# [Problem to solve]
The entries below should be transcribed exactly, every one of them.

# [Data]
--- --- ---
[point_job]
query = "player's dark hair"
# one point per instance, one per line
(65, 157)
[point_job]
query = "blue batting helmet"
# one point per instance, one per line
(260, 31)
--- --- ---
# [The answer]
[point_job]
query = "player's dark hair"
# one point per instance, one per line
(65, 157)
[point_job]
query = "blue batting helmet"
# one point per instance, one per line
(260, 31)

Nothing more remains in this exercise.